> [REQUIREMENT]:
Quote the entries in full, character for character, without their images.

*** Begin section ***

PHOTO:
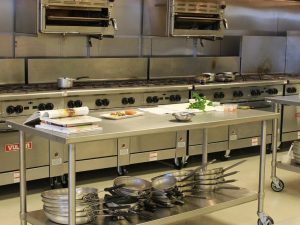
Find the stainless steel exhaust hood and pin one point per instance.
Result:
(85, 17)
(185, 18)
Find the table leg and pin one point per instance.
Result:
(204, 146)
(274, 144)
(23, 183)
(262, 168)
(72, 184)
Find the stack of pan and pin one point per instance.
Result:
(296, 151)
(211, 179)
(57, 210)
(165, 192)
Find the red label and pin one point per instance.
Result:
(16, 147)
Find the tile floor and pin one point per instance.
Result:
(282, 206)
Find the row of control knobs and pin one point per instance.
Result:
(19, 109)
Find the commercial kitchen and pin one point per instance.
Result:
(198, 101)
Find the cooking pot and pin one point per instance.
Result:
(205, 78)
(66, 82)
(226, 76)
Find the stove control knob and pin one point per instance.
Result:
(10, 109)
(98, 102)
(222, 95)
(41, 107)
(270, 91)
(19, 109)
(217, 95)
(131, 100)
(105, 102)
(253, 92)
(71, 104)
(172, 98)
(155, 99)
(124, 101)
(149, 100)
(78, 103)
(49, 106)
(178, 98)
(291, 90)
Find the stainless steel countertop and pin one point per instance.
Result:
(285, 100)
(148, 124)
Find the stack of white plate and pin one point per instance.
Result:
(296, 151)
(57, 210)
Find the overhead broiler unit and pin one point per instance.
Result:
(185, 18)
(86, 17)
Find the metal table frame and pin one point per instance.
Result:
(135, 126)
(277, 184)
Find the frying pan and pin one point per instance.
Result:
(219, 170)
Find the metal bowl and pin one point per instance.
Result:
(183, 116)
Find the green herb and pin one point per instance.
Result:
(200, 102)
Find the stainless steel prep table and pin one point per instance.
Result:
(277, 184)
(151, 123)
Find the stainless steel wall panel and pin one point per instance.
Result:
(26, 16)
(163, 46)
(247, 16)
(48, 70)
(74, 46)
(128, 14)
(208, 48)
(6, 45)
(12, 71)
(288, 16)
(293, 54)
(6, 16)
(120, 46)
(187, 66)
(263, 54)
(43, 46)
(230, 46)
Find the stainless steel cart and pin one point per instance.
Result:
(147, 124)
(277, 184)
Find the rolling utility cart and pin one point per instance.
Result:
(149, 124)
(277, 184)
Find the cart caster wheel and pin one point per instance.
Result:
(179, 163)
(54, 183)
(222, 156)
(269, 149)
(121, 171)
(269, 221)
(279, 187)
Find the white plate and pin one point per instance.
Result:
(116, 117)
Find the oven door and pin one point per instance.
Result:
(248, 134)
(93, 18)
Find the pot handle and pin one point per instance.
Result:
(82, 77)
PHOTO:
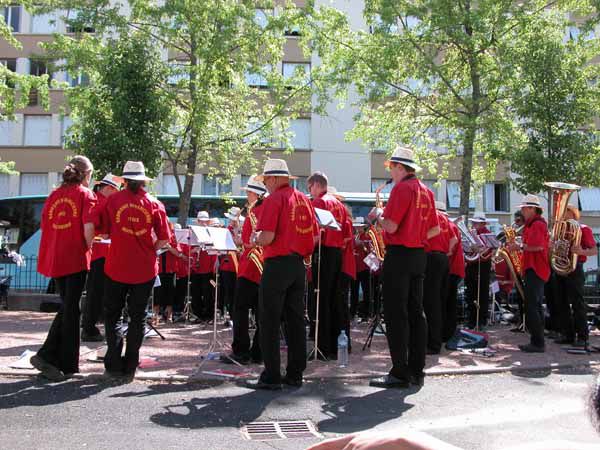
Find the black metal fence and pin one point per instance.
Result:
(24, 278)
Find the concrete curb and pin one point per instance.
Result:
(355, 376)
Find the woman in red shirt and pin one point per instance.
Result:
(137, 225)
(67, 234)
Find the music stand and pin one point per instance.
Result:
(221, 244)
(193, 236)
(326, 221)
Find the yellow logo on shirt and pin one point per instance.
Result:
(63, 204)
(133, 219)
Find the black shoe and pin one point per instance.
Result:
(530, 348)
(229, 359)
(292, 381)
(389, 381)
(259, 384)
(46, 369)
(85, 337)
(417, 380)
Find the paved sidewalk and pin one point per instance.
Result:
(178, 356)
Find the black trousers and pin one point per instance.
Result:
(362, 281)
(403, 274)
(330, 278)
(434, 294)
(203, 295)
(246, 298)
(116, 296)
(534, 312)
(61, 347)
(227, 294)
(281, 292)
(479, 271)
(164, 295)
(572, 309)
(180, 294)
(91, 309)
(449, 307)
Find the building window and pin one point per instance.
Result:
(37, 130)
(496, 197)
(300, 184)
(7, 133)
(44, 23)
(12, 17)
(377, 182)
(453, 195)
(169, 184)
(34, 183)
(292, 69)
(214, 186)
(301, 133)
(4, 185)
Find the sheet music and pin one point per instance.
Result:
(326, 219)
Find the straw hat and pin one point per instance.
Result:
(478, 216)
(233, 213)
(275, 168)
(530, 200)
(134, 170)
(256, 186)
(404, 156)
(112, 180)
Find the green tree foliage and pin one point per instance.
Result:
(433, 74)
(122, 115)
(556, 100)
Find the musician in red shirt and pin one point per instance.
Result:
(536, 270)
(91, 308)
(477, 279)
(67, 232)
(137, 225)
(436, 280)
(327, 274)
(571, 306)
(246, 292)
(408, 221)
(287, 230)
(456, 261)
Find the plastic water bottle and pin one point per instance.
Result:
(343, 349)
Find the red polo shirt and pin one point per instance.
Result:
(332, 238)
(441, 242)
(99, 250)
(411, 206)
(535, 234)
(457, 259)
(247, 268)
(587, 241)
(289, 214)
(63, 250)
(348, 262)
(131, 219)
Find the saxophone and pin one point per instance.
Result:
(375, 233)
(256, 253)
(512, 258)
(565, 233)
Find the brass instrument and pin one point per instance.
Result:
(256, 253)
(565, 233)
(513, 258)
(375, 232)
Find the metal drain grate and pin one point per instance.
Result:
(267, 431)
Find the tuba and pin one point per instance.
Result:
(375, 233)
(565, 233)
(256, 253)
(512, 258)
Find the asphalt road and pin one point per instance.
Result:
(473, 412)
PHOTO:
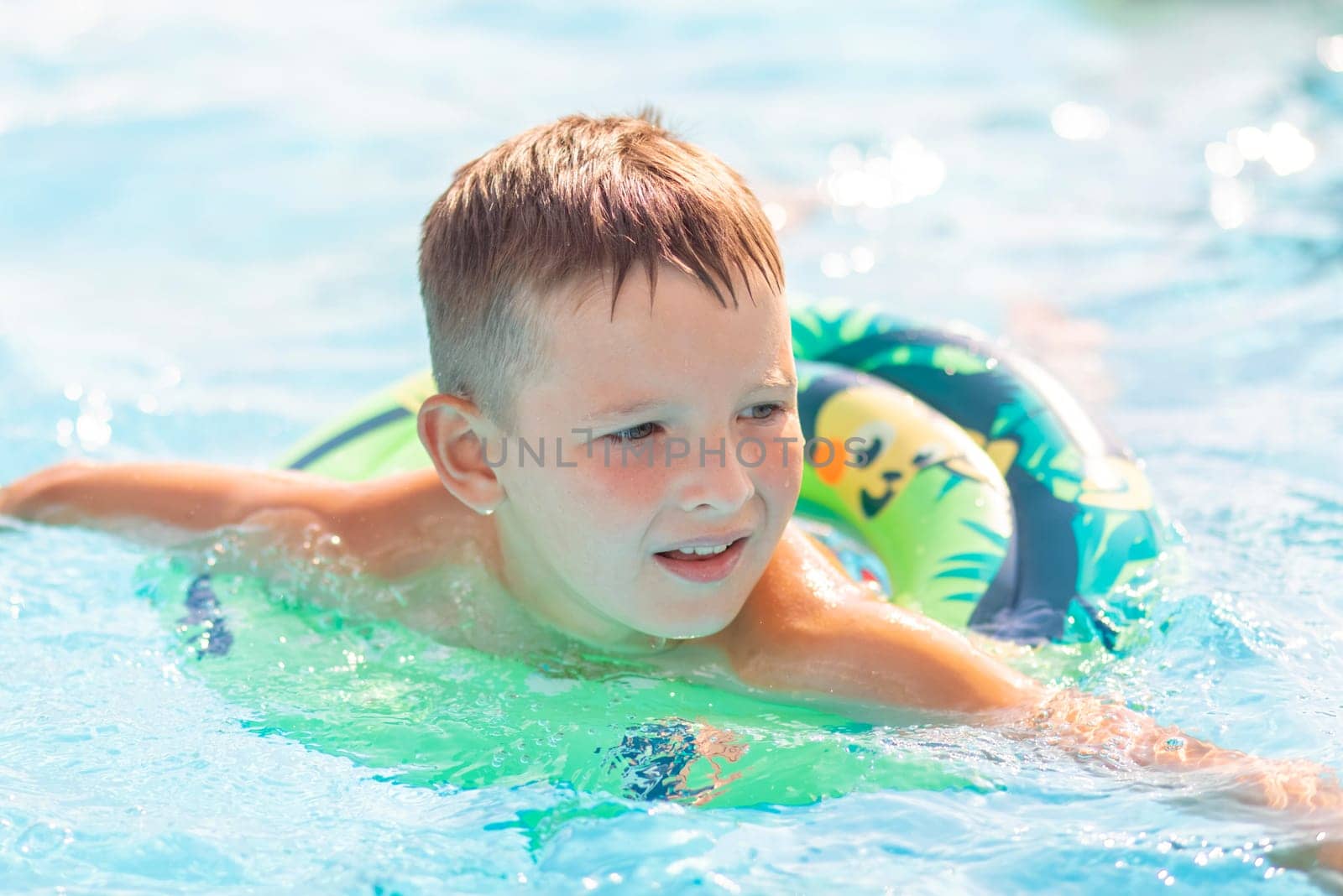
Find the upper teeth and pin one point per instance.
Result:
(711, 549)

*** End section ***

> [OUTPUT BELOW]:
PHOTO:
Find the stainless steel exhaust hood and pin one point per instance.
Result:
(85, 17)
(185, 18)
Find the table leg and pin one point per instance.
Result:
(204, 146)
(274, 144)
(23, 183)
(262, 168)
(72, 184)
Find the stack of pan and pin one point per instance.
Result:
(296, 151)
(211, 179)
(57, 210)
(165, 192)
Find the red label and pin one point per instance.
Result:
(16, 147)
Find the tile floor and pin one point per instance.
Result:
(282, 206)
Find the row of control knobs and pin one point per instance.
Result:
(19, 109)
Find the commercial kitchen and pin one point per instance.
Result:
(198, 101)
Find the cooking pot and pin one point per instance.
Result:
(205, 78)
(66, 82)
(226, 76)
Find the stove control knob and pin one point per instance.
Result:
(10, 109)
(98, 102)
(222, 95)
(41, 107)
(270, 91)
(19, 109)
(217, 95)
(131, 100)
(105, 102)
(253, 92)
(71, 104)
(172, 98)
(155, 99)
(124, 101)
(149, 100)
(78, 103)
(49, 106)
(178, 98)
(291, 90)
Find the stainless steel countertop and pin one point per instance.
Result:
(285, 100)
(148, 124)
Find the stack of white plate and pin one point per instance.
Result:
(296, 151)
(57, 210)
Find the overhead broiler unit and pin one point per instance.
Result:
(185, 18)
(86, 17)
Find the metal table frame and pin one point per instance.
Result:
(135, 126)
(277, 184)
Find the frying pan and pin one point per instance.
Result:
(219, 170)
Find the metal bowl and pin one point per instance.
Result:
(183, 116)
Find the green herb and pin one point per instance.
Result:
(200, 102)
Find the stainless steel prep table and pin one point per instance.
Result:
(277, 184)
(151, 123)
Find the stainless steel wall panel and pin one point per instance.
Result:
(26, 16)
(163, 46)
(247, 16)
(48, 70)
(74, 46)
(128, 14)
(208, 48)
(6, 45)
(12, 71)
(288, 16)
(293, 54)
(6, 16)
(120, 46)
(187, 66)
(263, 54)
(43, 46)
(230, 46)
Find the stainless steel cart and pin one point per instance.
Result:
(147, 124)
(277, 184)
Find the rolling utility cart and pin one point per instance.
Result:
(149, 124)
(277, 184)
Find the cart caster wheel and pin one point per instance.
Result:
(179, 163)
(54, 183)
(222, 156)
(269, 149)
(121, 171)
(269, 221)
(279, 187)
Find the white plate and pin one point per instance.
Result:
(116, 117)
Find the oven door and pin one point per instance.
Result:
(248, 134)
(93, 18)
Find the pot handle and pin one point per instance.
Result:
(82, 77)
PHOTO:
Find the black metal fence and pin one point per instance.
Result:
(24, 278)
Find the concrete curb and pin one point per instance.
Result:
(355, 376)
Find the woman in red shirt and pin one point per instance.
Result:
(137, 225)
(67, 234)
Find the music stand and pin one point per instance.
Result:
(221, 244)
(193, 236)
(326, 221)
Find the yellow logo on shirt and pin one point per instance.
Result:
(63, 204)
(133, 219)
Find the black shoe and pin one point per instance.
Result:
(530, 348)
(229, 359)
(292, 381)
(389, 381)
(259, 384)
(46, 369)
(85, 337)
(417, 380)
Find the paved sidewalk and pin one point per instance.
Result:
(178, 356)
Find the black trousers and pin one point per instance.
Result:
(362, 281)
(403, 274)
(330, 278)
(434, 294)
(203, 295)
(246, 298)
(116, 296)
(534, 312)
(61, 347)
(227, 294)
(281, 292)
(479, 271)
(164, 295)
(572, 309)
(180, 294)
(91, 309)
(449, 307)
Find the building window and pin one point per instance.
Result:
(37, 130)
(496, 197)
(300, 184)
(7, 133)
(44, 23)
(12, 17)
(377, 182)
(453, 195)
(169, 184)
(34, 183)
(292, 69)
(214, 186)
(301, 133)
(4, 185)
Find the sheet music and pin one point per instance.
Result:
(326, 219)
Find the straw hat and pin one point per instance.
Result:
(478, 216)
(233, 213)
(275, 168)
(530, 200)
(134, 170)
(256, 186)
(404, 156)
(112, 180)
Find the green tree foliage and pin one point per instance.
Result:
(433, 74)
(122, 115)
(556, 100)
Find the musician in red shirt and pin one point per instance.
Result:
(536, 270)
(91, 308)
(477, 279)
(67, 232)
(137, 225)
(436, 280)
(327, 274)
(571, 306)
(246, 292)
(408, 221)
(287, 230)
(456, 261)
Find the plastic water bottle and pin one point per instance.
Result:
(343, 349)
Find the red polo shirt and pin one point per instance.
Result:
(332, 238)
(441, 242)
(99, 250)
(411, 206)
(535, 234)
(457, 259)
(247, 268)
(587, 241)
(289, 214)
(63, 250)
(348, 262)
(131, 219)
Find the saxophone and pin one point per instance.
Result:
(375, 233)
(256, 253)
(512, 258)
(565, 233)
Find the brass instrument and pin one point per instance.
Result:
(256, 253)
(565, 233)
(513, 258)
(375, 232)
Find the metal drain grate and pin one point per instance.
Result:
(267, 431)
Find the tuba and pin one point per instance.
Result:
(375, 233)
(565, 233)
(256, 253)
(512, 258)
Find the asphalt road and pin one point per instance.
Result:
(473, 412)
PHOTO:
Find the upper teeth and pin one point per instance.
Result:
(711, 549)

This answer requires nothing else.